* _Text segment_
◆ ◆ ◆

Sort of like Moyer. After three-years in Baltimore, Moyer signed with the Red Sox for the 1996 season. At that point he was in the midst of a very ordinary career: he was thirty-three-years old and had a big league record of 59–76. He had started to see improvement in Baltimore but was still learning to throw his changeup where he wanted with consistency. He pitched well in Boston, going 7–1 through the first half of the season, but was sent to Seattle in what appeared to be an unremarkable trade deadline deal for Darren Bragg.
In Seattle, Moyer became a star. Over the next ten years he was 145–81 for the Mariners, including twenty-win seasons in 2001 at the age of thirty-eight and in 2003 at the age of forty, when he was 21–7 with a 3.27 ERA. He and his wife, Karen, the daughter of former Notre Dame basketball coach and ESPN commentator Digger Phelps, established the Moyer Foundation to raise money for kids at risk. The foundation has raised almost $10 million, and Seattle is still home during the off-season for the Moyers and their six children.
With the Phillies trying to make a late run in 2006, they traded for Moyer, bringing him to the team he had rooted for as a little boy. He had pitched well, going 5–2, but the Phillies — as always seemed to be the case — had come up short of making the playoffs, their thirteenth straight year without a postseason appearance. Moyer knew the end was near but still felt he could get batters out enough to contribute.
“I won’t have to ask anyone to tell me when I’m done,” he said. “The hitters will tell me. That’s how baseball works.”
The night of Thursday, April 12, was hardly one for two senior citizens of baseball to be out trying to pitch. It would be forty-four degrees when Glavine walked to the mound, with the wind whipping through Shea Stadium so hard that it brought back memories of the New York Jets and Joe Namath playing on this same field on cold, windy, late-fall afternoons.
Only this wasn’t an afternoon. “This will be worse than Atlanta,” Glavine said, pulling on the requisite extra T-shirt and sipping hot coffee in the clubhouse. “Because it’s night, it will only get colder as the game goes on. It will be almost impossible to feel the ball.”
Glavine hadn’t pitched much better against the Phillies in his Mets career than he had against the Braves. He had been 24–10 against the Phillies while in Atlanta but was 2–7 against them as a Met, with an ERA of 5.27. Beyond that, his ring finger had started to feel cold while playing against the Phillies the previous August. What’s more, even though the Phillies were off to a terrible start, the Mets had reason to want to hammer them early and often. During spring training, Jimmy Rollins, the Phils’ talented shortstop had said, “I think we are the team to beat in the National League East.”
That comment rankled the Mets since they had finished twelve games ahead of the Phillies the previous season and saw no evidence that they weren’t at least twelve games better than the Phillies again. “It would be nice to make him eat those words,” Glavine said. “And there’s no reason why we can’t do it.”
At that moment, Rollins was hitting .250 and the Phillies were 2–6. So far, so good, as far as the Mets were concerned.

◆ ◆ ◆

* _Source data_
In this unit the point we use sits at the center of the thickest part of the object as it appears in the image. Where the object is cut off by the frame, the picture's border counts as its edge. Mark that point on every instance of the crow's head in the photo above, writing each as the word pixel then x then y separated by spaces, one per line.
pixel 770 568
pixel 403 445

◆ ◆ ◆

* _Brief A_
In the passage on Moyer and Glavine, what was the temperature when Glavine walked to the mound on April 12?
* _Brief B_
Resume the passage on Moyer and Glavine, writing on from its final sentence.

* _Final result A_
Forty-four degrees.

* _Final result B_
As always, Rollins led off for the Phillies. On 2–1, Glavine threw what he thought was a perfect changeup. Rollins laid off, and plate umpire Ed Montague — one of Glavine’s favorite umpires — called the pitch a ball.
“Perfect example of why it’s important, especially at this point in my career to get the close pitch,” he said. “If it’s two and two, I can throw any pitch I want to throw. At three and one, I really don’t want to start the game by walking Rollins because there’s a decent chance he’s going to steal second and then you feel like you’re in trouble right away. So, I threw him a fastball and got a little more of the plate than I wanted to get.”
The pitch also didn’t have much on it — the radar gun clocking it at 79 miles per hour, as Glavine tried to get his velocity up in the cold. Rollins jumped on the pitch and hit it into the left-field bullpen. “Nice start,” Glavine joked later.
Before the inning was over, Glavine had walked the bases loaded. Fortunately, he got Wes Helms to strike out on a 3–2 changeup, and walked to the dugout relieved but not exactly thrilled after another thirty-pitch first inning. “Right away the chances of going deep into the game are pretty much gone after an inning like that,” he said. “But at least it was only one-nothing.”
The weather wasn’t any better for Moyer, and he was quickly in trouble too, giving up singles to Jose Reyes and Paul Lo Duca and an RBI single to Carlos Beltran, to tie the game at 1–1, with no one out and runners on first and third. But, as veteran pitchers will do, Moyer took a deep breath and found a way out. He struck out Carlos Delgado and got David Wright to ground into a double play.
Rollins hit another home run in the second, this time on a 3–2 changeup that left Glavine kicking at the mound. The Mets got one back in the second and then took a 4–3 lead in the fourth when Reyes singled two runners home with two men out. The reason the runners were both in scoring position? Glavine had sacrificed with one out, laying down a perfect bunt.
“Perfect example,” he said, “of why every pitcher should know how to bunt.”
Glavine managed to get Rollins to ground to shortstop the third time he came up, and fought his way through six innings without giving up any more runs. Moyer also made it through six before both old men headed for well-deserved ice packs for their arms and hot showers for their aching bodies.
“You see in a game like that why Tommy is Tommy,” Rick Peterson said. “Five outs into the game he’s given up three runs and two home runs. And then he puts his head down and that’s it for the night. A lot of guys under those conditions, with the start he had, throwing fifty pitches [actually forty-nine] the first two innings, don’t make it to the fourth. He hangs in there through six and gets a win.”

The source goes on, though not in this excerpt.